• [Selected extract]:

┌────────

Wednesday, February 17, 2010

Anniversary of a Failed Transplant

Some time ago, I wrote about "Anniversary Phenomenon:" that vague sense of uneasiness that occurs on or about the anniversary of a significant event in our lives.

Today, Steve and I are profoundly aware of Anniversary Phenomenon. Last year, on February 18, Steve had a Living Donor Transplant, courtesy of his lovely niece Teresa. I remember doing what we thought was to be Steve's last Home Hemodialysis Treatment. I remember taking the ferry in the dark early morning to get to University Hospital. I remember the confident hope with which we signed the consent form. We were so excited; we were practically giddy.

After all, the odds of a successful transplant were extremely good--particulary with a healthy related living donor.

└────────

• [Provided information]:
┌────────

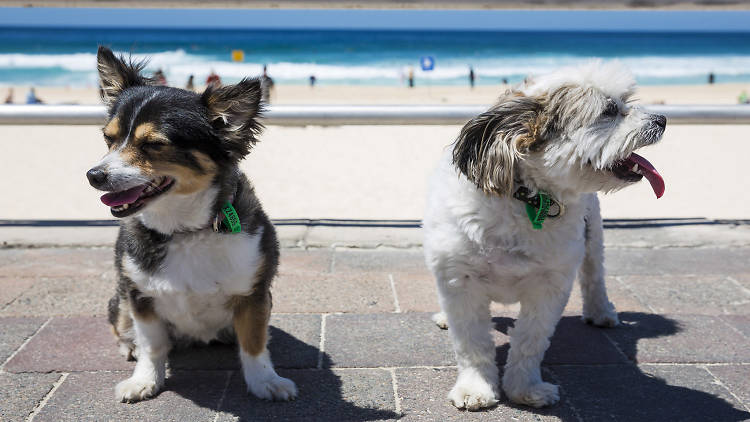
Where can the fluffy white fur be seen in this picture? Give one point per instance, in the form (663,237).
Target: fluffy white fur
(481,247)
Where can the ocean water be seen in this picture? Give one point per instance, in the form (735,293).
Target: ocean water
(67,57)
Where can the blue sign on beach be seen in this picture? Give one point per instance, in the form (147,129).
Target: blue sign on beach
(427,62)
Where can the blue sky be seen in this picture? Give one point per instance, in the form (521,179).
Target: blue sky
(712,21)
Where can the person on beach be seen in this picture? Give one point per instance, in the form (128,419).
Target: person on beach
(31,97)
(213,79)
(266,86)
(160,78)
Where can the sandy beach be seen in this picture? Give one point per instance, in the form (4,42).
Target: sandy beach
(375,172)
(421,94)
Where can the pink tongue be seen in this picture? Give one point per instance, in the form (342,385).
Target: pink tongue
(648,171)
(129,196)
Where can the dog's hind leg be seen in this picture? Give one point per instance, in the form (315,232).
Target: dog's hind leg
(468,316)
(251,316)
(597,309)
(541,308)
(152,346)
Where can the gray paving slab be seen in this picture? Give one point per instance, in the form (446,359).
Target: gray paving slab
(736,378)
(688,294)
(188,396)
(324,395)
(59,262)
(424,392)
(12,287)
(380,260)
(294,343)
(573,343)
(673,261)
(377,340)
(649,338)
(14,332)
(22,392)
(70,344)
(649,393)
(64,295)
(323,292)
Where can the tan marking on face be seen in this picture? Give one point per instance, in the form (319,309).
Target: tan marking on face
(148,132)
(112,129)
(188,179)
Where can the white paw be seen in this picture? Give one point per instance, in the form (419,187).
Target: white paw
(536,395)
(274,388)
(136,389)
(606,317)
(441,320)
(473,395)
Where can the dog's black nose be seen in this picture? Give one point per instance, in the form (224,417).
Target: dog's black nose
(97,177)
(660,120)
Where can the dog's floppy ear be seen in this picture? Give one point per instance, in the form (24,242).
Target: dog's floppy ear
(233,111)
(489,145)
(116,74)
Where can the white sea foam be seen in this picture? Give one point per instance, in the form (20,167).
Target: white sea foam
(79,68)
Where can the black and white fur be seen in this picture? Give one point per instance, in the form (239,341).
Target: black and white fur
(178,278)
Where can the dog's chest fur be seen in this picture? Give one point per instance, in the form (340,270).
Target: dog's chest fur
(199,274)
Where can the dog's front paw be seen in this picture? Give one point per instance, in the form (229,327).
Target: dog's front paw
(536,395)
(441,320)
(472,394)
(136,389)
(606,317)
(274,388)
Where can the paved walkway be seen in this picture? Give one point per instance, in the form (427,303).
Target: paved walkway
(351,327)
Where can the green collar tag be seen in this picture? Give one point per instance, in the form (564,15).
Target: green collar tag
(232,220)
(537,216)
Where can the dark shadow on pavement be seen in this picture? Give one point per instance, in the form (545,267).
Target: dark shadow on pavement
(600,386)
(321,397)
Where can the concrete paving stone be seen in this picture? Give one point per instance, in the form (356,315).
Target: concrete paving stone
(22,392)
(416,291)
(64,296)
(377,340)
(187,396)
(674,261)
(704,294)
(293,261)
(56,236)
(736,378)
(424,397)
(381,260)
(648,338)
(739,322)
(71,344)
(294,343)
(321,292)
(59,262)
(14,332)
(363,237)
(650,393)
(324,395)
(573,343)
(618,294)
(12,287)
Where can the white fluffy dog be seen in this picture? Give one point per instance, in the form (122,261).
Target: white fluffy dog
(512,216)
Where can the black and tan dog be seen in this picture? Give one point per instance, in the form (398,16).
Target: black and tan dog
(196,254)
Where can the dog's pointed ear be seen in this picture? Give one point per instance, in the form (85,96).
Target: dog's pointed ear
(489,145)
(234,111)
(116,74)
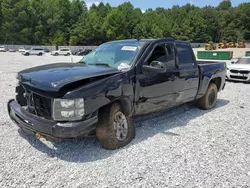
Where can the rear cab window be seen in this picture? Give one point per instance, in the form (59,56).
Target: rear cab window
(164,53)
(184,54)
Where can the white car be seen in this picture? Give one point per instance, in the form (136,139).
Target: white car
(2,49)
(62,51)
(21,49)
(34,51)
(239,70)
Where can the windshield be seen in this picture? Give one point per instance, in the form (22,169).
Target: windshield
(243,61)
(115,54)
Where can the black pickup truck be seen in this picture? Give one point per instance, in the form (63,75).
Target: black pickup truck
(100,94)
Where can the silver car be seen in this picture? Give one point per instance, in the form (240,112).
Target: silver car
(34,51)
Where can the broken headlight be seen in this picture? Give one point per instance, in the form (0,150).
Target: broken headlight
(68,110)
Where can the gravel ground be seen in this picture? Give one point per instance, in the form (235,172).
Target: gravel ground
(184,147)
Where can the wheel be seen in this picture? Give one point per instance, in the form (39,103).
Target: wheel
(208,101)
(115,129)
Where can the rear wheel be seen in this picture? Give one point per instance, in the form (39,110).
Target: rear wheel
(115,129)
(208,101)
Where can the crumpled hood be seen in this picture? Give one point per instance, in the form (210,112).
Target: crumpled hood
(239,66)
(52,77)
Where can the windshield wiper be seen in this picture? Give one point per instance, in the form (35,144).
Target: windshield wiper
(101,64)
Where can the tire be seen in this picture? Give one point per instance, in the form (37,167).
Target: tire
(107,133)
(208,101)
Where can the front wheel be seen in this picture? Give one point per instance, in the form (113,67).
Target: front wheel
(208,101)
(115,129)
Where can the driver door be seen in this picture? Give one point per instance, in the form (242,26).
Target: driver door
(158,90)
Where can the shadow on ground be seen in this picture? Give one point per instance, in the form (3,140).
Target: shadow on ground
(89,149)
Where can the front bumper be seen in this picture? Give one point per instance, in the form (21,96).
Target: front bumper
(50,128)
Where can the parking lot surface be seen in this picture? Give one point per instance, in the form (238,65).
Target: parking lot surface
(182,147)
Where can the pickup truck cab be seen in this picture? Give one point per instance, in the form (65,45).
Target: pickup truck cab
(118,80)
(2,49)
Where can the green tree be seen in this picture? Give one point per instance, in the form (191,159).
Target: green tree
(225,5)
(16,21)
(121,22)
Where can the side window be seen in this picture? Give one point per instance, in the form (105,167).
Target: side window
(184,54)
(165,54)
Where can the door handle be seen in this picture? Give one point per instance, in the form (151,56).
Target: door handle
(172,78)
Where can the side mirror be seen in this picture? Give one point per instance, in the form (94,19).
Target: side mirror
(154,67)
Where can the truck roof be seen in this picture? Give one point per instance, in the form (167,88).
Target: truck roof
(149,40)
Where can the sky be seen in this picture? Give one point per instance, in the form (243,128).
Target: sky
(145,4)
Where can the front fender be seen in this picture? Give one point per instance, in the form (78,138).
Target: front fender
(106,91)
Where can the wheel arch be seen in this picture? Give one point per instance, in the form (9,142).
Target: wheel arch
(217,81)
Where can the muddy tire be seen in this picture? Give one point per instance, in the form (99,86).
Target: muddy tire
(115,129)
(208,101)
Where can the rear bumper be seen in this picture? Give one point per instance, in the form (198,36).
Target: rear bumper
(237,77)
(36,124)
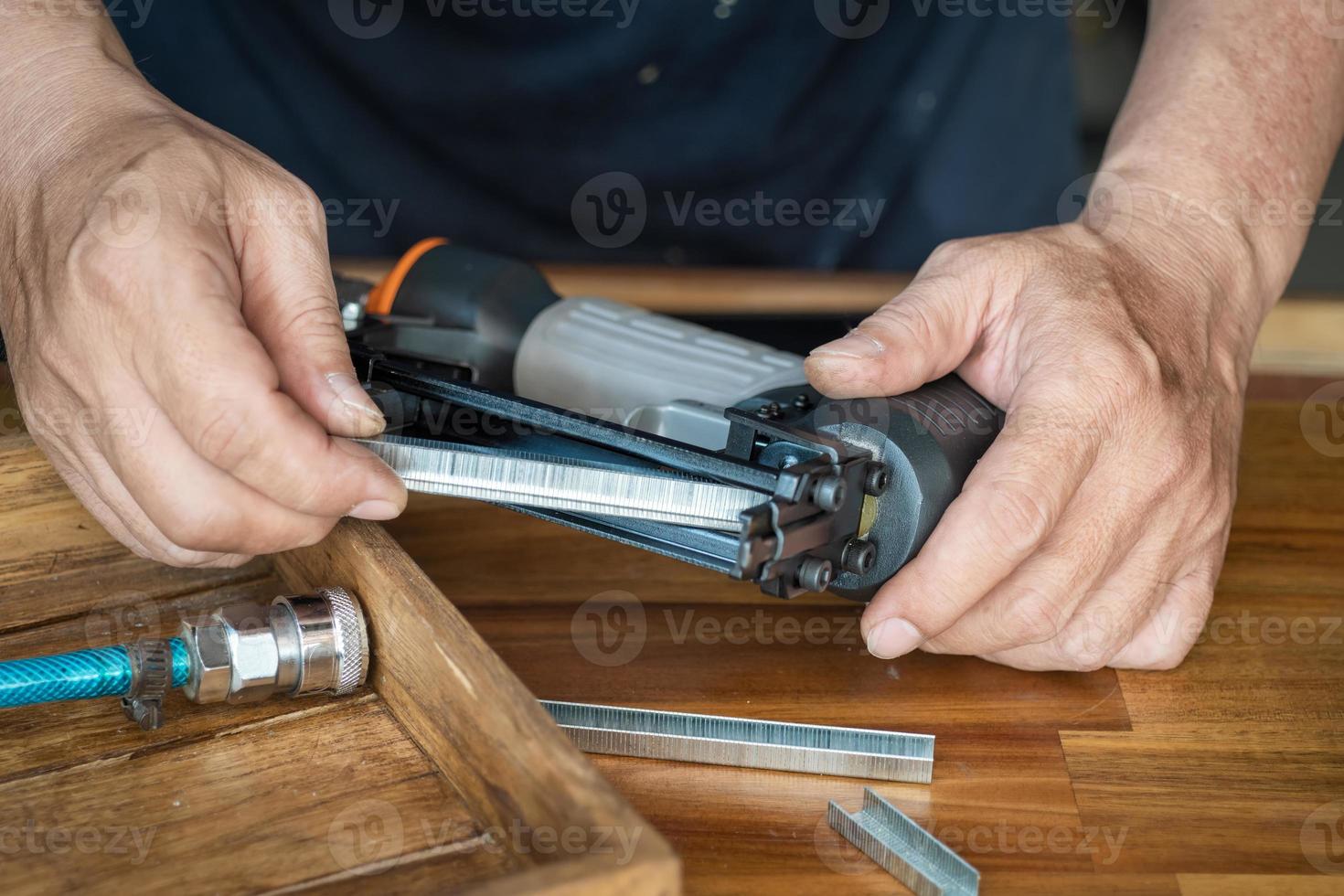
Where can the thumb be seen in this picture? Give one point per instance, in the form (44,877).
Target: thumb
(923,334)
(289,304)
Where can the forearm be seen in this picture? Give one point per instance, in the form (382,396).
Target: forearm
(59,77)
(1229,131)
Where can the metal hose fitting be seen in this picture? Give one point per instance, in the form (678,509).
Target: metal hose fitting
(297,645)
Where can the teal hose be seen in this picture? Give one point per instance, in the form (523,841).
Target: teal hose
(101,672)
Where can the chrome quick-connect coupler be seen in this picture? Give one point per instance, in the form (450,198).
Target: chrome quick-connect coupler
(296,645)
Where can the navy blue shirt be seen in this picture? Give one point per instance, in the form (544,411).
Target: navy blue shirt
(683,131)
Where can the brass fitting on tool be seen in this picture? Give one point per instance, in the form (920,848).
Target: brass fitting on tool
(297,645)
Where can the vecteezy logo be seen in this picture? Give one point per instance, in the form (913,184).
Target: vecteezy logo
(1324,16)
(366,19)
(1323,420)
(1108,202)
(609,629)
(1323,838)
(852,19)
(126,211)
(609,211)
(122,618)
(363,836)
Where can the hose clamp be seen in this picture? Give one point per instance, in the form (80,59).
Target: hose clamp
(151,676)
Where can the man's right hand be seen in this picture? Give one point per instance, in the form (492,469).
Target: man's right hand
(168,308)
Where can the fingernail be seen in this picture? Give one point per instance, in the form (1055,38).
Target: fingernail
(892,638)
(857,344)
(354,397)
(374,511)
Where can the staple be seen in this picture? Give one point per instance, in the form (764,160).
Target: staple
(748,743)
(906,850)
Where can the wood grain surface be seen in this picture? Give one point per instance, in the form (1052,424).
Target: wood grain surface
(443,774)
(1223,775)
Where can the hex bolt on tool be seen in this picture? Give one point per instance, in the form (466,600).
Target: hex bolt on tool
(297,645)
(651,430)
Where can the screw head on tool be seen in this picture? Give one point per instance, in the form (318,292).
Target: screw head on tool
(815,574)
(877,481)
(829,493)
(859,557)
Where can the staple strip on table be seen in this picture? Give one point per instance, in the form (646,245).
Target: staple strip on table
(905,849)
(750,743)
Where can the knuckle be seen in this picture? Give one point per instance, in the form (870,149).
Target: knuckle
(314,320)
(225,438)
(191,531)
(1086,653)
(902,323)
(302,197)
(1019,516)
(1032,618)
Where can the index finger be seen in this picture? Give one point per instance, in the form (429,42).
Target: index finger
(220,389)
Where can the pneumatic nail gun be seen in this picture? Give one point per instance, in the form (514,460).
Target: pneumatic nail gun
(649,430)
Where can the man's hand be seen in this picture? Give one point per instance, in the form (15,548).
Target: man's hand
(174,335)
(1093,529)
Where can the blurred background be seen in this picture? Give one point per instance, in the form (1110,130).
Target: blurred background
(1104,60)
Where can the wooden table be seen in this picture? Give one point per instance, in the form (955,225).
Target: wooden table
(1224,775)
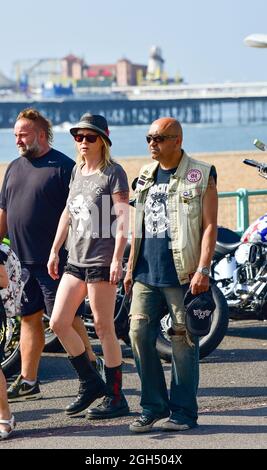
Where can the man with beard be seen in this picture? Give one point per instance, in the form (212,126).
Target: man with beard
(33,196)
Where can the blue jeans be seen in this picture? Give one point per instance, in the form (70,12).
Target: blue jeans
(146,312)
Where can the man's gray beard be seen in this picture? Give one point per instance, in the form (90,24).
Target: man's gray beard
(30,152)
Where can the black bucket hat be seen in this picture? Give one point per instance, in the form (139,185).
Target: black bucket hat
(96,122)
(198,311)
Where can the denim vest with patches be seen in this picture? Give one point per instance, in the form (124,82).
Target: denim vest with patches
(185,197)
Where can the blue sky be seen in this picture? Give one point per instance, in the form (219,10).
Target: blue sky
(202,40)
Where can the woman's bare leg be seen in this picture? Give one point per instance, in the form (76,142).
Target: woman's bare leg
(71,292)
(102,296)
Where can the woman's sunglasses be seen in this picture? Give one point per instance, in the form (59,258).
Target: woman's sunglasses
(88,137)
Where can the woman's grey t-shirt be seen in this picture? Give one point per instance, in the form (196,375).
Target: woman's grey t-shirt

└────────

• [Exercise]:
Print the passage from the post about the anniversary of a failed transplant, starting with "Some time ago, I" and going on through "related living donor.". Copy it word for word.

• [Task answer]:
Some time ago, I wrote about "Anniversary Phenomenon:" that vague sense of uneasiness that occurs on or about the anniversary of a significant event in our lives.

Today, Steve and I are profoundly aware of Anniversary Phenomenon. Last year, on February 18, Steve had a Living Donor Transplant, courtesy of his lovely niece Teresa. I remember doing what we thought was to be Steve's last Home Hemodialysis Treatment. I remember taking the ferry in the dark early morning to get to University Hospital. I remember the confident hope with which we signed the consent form. We were so excited; we were practically giddy.

After all, the odds of a successful transplant were extremely good--particulary with a healthy related living donor.